▶ _Referring expression data_:
---------------

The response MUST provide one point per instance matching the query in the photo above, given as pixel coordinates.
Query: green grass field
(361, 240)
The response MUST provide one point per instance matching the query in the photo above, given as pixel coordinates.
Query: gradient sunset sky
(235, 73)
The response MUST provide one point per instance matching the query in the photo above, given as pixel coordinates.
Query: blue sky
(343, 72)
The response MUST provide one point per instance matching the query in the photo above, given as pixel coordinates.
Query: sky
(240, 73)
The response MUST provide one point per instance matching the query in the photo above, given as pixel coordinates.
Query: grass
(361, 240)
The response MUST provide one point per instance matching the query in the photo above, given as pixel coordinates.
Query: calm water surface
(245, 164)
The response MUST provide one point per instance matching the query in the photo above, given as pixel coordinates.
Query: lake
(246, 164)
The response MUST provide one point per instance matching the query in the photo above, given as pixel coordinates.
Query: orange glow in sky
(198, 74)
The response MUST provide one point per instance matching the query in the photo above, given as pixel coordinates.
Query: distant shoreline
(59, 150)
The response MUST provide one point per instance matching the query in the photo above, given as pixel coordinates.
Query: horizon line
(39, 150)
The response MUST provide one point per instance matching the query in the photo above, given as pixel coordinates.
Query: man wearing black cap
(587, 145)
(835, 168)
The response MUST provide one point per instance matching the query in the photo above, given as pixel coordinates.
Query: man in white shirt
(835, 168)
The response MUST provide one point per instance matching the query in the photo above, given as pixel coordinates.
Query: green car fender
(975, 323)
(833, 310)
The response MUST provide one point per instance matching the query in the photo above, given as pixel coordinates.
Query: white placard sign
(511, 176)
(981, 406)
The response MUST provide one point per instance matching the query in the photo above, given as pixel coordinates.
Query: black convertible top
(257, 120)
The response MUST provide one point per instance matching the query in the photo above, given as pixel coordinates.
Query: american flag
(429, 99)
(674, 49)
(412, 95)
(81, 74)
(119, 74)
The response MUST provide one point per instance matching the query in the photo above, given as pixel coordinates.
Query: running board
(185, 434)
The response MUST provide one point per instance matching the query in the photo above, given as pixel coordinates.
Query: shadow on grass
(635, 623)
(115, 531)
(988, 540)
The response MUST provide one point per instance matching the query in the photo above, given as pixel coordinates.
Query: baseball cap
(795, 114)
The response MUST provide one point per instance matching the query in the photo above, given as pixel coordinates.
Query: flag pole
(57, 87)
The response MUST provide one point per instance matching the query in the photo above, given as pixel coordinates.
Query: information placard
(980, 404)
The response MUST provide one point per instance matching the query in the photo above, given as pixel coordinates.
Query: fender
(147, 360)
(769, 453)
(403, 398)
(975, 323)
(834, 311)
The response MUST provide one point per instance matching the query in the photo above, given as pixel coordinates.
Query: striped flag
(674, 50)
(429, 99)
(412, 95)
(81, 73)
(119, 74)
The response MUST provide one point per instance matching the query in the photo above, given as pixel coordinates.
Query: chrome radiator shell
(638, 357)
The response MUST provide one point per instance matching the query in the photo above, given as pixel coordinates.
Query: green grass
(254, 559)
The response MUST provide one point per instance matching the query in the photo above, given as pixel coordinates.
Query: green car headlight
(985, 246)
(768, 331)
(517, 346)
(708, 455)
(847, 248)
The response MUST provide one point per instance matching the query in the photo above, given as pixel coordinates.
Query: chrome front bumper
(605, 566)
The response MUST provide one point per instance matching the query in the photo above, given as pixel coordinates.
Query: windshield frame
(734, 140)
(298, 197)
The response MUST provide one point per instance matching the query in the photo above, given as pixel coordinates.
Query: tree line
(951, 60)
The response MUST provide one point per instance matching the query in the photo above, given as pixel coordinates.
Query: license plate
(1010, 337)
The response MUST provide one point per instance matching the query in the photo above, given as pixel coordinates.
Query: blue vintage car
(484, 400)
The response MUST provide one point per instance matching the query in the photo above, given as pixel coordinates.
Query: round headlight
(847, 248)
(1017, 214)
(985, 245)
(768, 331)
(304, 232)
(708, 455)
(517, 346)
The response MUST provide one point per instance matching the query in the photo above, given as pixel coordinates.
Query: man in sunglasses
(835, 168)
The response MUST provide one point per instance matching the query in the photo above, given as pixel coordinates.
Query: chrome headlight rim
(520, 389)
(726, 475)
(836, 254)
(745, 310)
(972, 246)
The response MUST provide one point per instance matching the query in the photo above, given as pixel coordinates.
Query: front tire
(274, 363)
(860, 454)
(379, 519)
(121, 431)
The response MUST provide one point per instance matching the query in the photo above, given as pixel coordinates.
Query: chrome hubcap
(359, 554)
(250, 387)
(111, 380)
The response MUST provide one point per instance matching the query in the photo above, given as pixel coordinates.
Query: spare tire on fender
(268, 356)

---------------

Output all of the records, keeping every word exact.

The response MUST provide one point per instance matching the query in the photo above, given as pixel coordinates.
Query: green grass field
(361, 240)
The response MUST provide one point per instance matching the query in the photo above, given as pixel coordinates.
Query: gradient sunset sky
(235, 73)
The response MUST provide one point per instance matching the query in the photo above, given as pixel coordinates.
Query: blue sky
(343, 72)
The response MUST provide one point per instance matching the query in the photo above, given as pixel coordinates.
Query: sky
(240, 73)
The response MUST provide one point per instance matching the query in the photo above, given as pixel coordinates.
Query: grass
(361, 240)
The response MUST provide one point per instance matching the query in the photo above, given as pixel coordinates.
Query: calm water surface
(245, 164)
The response MUST provide one point per instance matching the query in the photo above, given as pixel coordinates.
Query: lake
(246, 164)
The response MUST provide one point per instance matching the query in the photo above, given as pixel coordinates.
Query: orange glow in sky
(198, 74)
The response MUST provide one point per instance matching the query in the photo above, given as pixel coordinates.
Query: distant shoreline
(59, 150)
The response MUST provide one point per instance matching the query in the photo above, given as pixel coordinates.
Query: horizon line
(39, 150)
The response MUST provide one point per instance matching the query in the photo above, given as pixel coordinates.
Query: man wearing black cap
(587, 145)
(835, 168)
The response MUST provide one point per instance matching the query in the photo above, given as pixel coordinates.
Query: man in white shirt
(835, 168)
The response MUST provide one point per instance matching the query in the photo above, given as pixel coordinates.
Query: green car fender
(975, 323)
(833, 310)
The response MUST provide one point per instance matching the query in the photo above, given as pixel coordinates.
Query: white placard sign
(511, 176)
(981, 406)
The response MUST provide one point per instance matching the query in the photo above, given as pixel coordinates.
Query: black convertible top
(257, 120)
The response MUST provide one point per instance matching the query in the photo above, given as pixel coordinates.
Query: american flag
(429, 99)
(674, 49)
(412, 95)
(81, 74)
(119, 74)
The response MUST provide one point per instance matching the query in the photo above, given as pixel coordinates.
Query: running board
(185, 434)
The response MUST provide one point per instance matching the query in the photo above, given as pixel coordinates.
Query: shadow on grass
(635, 623)
(115, 531)
(988, 540)
The response MUST provide one point per instance matching the query in the photo above, given as pixel coordinates.
Query: baseball cap
(795, 114)
The response MUST provide one point per instance matching the query in the photo above, given as pixel coordinates.
Query: flag pole
(57, 87)
The response MUST provide one point per instance matching the query in the photo above, given as pixel coordinates.
Query: information placard
(980, 404)
The response MUST provide one point per instance matching the query in the photo above, given as pixel coordinates.
Query: fender
(147, 360)
(769, 453)
(403, 398)
(975, 323)
(834, 311)
The response MUST provide one point per instance matching the query in the photo above, given as pixel coordinates.
Query: striped flag
(674, 50)
(429, 99)
(412, 95)
(81, 73)
(119, 74)
The response MUST provide one point per instance matching the query in the photo above, given as pixel coordinates.
Query: chrome radiator shell
(638, 357)
The response MUST provide one point per instance matching the query in the photo above, given as pixel coordinates.
Query: green grass
(254, 559)
The response MUST provide one point per instance matching the query in the photo above, given as pixel coordinates.
Query: green car headlight
(985, 246)
(768, 331)
(517, 346)
(708, 455)
(847, 248)
The response MUST provide one point per instance matching the query in the photo above, given as pixel coordinates.
Query: chrome front bumper
(605, 566)
The response MUST provide one point per instance matching the query in the photo above, given as pixel coordinates.
Query: windshield frame
(734, 140)
(298, 197)
The response MUST provide one point per instance matching the query in the photo above, given as pixel coordinates.
Query: tree line
(951, 60)
The response MUST provide one point per instance matching the query in the photo above, given as pixel coordinates.
Query: license plate
(1010, 337)
The response MUST provide one point per instance matching the query in the photo above, given as pixel coordinates.
Query: blue vintage car
(484, 400)
The response MUST provide one point per instance matching the query in the photo above, given as pixel coordinates.
Query: round headlight
(847, 248)
(1017, 214)
(985, 245)
(768, 331)
(304, 232)
(708, 455)
(517, 346)
The response MUST provide one point per instance matching the query in the photo above, given as pixel coordinates.
Query: man in sunglasses
(835, 168)
The response MUST provide one point per instance matching the query in the photo above, given as pixel coordinates.
Query: chrome headlight rim
(520, 389)
(726, 475)
(836, 254)
(745, 310)
(972, 246)
The response MUST provide one point per instance matching the query in the photo above, given as pixel coordinates.
Query: front tire
(274, 363)
(860, 454)
(379, 519)
(121, 431)
The response MUST provide one point per instance matching the query in the photo above, given as pixel coordinates.
Query: chrome hubcap
(359, 554)
(250, 387)
(111, 380)
The response MUST provide one point per instance matching the query in the photo above, given as pixel coordinates.
Query: spare tire on fender
(268, 356)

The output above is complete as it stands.